- [Work order A] From the blog post below, copy out everything from "Even though Thanksgiving" down to "to give thanks.".
- [Work order B] In the blog post below, at which university did the writer study the linguistics of American Sign Language while working on a Master's Degree?

- [Page text]
========================================
Even though Thanksgiving was days away I could hear the Christmas music playing, feel the excitement of tourists and the vibe of holiday anticipation. All of this made me feel happy - so I bought a cashmere sweater, talked with Joy on my cell and clicked away. It was a beautiful evening but after all isn't everything beautiful at the ballet?

And...Happy Thanksgiving to all of you! Enjoy the turkey (or lasagna - J.J, or egg rolls - Mark, or tofu - Joy) and remember to give thanks.

Monday, November 12, 2007

Linguistics: American Sign Language

My early experiences in learning my second language, American Sign Language (ASL), came with the acquisition dilemmas of vocabulary and structure. It is one thing to scribble down hand movements in a notebook during class to try to decipher later thinking "how did that sign go again?" and it is another to tap into the grammatical structure of ASL. I think many eager young students want to amass a copious store of signs without delving into the linguistics of ASL. I was fortunate to do an in depth study of this as part of my course work at Columbia University when I was working on my Master's Degree.
========================================
- [Given entries]

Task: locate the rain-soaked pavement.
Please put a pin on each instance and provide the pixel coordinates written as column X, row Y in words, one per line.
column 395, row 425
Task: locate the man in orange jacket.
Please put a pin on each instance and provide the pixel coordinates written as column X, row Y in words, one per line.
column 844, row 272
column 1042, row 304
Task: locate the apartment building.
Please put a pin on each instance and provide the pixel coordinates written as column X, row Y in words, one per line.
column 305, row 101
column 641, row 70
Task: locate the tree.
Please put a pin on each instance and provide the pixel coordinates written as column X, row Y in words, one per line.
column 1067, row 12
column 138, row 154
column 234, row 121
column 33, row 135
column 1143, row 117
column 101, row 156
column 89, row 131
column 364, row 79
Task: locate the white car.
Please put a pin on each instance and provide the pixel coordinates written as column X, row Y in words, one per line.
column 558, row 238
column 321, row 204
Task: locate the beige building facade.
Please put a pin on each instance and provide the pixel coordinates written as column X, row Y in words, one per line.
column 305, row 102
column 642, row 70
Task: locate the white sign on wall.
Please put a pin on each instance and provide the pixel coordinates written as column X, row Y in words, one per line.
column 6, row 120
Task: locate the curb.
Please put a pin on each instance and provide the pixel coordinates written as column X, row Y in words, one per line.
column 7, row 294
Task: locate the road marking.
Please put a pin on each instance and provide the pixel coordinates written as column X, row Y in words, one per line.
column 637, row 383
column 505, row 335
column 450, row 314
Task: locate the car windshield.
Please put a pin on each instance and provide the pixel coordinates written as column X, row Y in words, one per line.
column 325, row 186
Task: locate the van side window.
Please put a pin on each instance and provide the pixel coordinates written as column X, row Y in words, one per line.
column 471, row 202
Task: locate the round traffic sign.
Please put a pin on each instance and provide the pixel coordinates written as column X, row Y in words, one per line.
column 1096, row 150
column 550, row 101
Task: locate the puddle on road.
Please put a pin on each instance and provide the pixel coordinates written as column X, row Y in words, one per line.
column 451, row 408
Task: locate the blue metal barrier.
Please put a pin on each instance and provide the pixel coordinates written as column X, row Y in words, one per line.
========================================
- [Problem solution A]
Even though Thanksgiving was days away I could hear the Christmas music playing, feel the excitement of tourists and the vibe of holiday anticipation. All of this made me feel happy - so I bought a cashmere sweater, talked with Joy on my cell and clicked away. It was a beautiful evening but after all isn't everything beautiful at the ballet?

And...Happy Thanksgiving to all of you! Enjoy the turkey (or lasagna - J.J, or egg rolls - Mark, or tofu - Joy) and remember to give thanks.

- [Problem solution B] Columbia University